▶ _WHAT IS BEING ASKED_
Copy exactly the last part of the listing below, beginning at the line that contains "Task: Where can the stone" and including the final line.

▶ _SUPPLIED INFORMATION_
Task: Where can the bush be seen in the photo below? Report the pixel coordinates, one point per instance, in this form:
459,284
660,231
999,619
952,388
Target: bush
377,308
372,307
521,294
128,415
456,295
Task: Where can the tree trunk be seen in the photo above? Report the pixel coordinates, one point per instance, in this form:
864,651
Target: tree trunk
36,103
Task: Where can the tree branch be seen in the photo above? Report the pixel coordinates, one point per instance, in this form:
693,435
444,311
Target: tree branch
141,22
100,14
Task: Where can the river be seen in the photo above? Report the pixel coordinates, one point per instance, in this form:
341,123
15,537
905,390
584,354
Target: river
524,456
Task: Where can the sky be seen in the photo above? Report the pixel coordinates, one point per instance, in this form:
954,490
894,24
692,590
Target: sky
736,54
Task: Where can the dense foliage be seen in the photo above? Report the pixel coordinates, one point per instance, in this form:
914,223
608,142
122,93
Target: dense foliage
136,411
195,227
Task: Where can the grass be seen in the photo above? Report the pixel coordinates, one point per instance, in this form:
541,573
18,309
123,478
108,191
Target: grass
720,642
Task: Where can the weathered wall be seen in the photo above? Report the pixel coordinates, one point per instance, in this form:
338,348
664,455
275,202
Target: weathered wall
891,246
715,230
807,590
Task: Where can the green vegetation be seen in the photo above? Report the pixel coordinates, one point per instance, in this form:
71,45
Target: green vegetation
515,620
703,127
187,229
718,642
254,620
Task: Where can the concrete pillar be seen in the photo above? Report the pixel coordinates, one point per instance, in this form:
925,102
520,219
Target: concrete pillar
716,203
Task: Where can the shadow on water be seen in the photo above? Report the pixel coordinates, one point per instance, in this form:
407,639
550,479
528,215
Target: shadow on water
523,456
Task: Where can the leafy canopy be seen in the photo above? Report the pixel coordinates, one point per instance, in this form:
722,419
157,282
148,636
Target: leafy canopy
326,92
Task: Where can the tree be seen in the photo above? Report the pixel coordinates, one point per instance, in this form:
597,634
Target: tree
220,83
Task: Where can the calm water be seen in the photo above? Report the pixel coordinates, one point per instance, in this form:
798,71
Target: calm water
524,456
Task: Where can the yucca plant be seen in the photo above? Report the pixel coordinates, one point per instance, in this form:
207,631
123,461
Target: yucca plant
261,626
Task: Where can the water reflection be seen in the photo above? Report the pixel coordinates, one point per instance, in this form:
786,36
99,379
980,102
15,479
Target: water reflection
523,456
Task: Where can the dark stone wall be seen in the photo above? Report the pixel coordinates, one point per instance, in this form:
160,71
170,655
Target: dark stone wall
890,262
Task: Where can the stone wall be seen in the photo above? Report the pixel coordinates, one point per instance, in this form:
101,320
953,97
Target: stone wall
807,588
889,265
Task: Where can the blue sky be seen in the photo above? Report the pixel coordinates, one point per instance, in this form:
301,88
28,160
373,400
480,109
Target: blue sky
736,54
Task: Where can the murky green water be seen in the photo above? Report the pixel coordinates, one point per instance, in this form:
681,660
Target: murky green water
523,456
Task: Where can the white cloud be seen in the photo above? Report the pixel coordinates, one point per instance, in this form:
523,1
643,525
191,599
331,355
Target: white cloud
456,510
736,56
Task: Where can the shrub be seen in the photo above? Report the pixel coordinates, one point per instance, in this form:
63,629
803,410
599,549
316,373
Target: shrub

▶ _COMPLETED EXERCISE_
Task: Where can the stone wall be seen in the photo above? Report the pixel coordinates, one point per instance, in this form:
101,320
953,97
Target: stone wall
807,588
889,265
Task: Where can the blue sky be seen in the photo above? Report the pixel coordinates, one point per instance, in this form:
301,88
28,160
373,400
480,109
Target: blue sky
736,54
Task: Where can the murky green water be seen in the photo above? Report the pixel coordinates, one point per instance, in this form:
681,660
Target: murky green water
523,456
Task: Where can the white cloud be seen in the photo above? Report the pixel coordinates, one point per instance, in this form:
523,1
643,525
191,599
331,355
Target: white cloud
456,510
736,56
Task: Where can the shrub be seen in the photo above? Report the pixel coordinates, one point per instance, in this form:
63,629
803,410
599,549
316,373
Target: shrub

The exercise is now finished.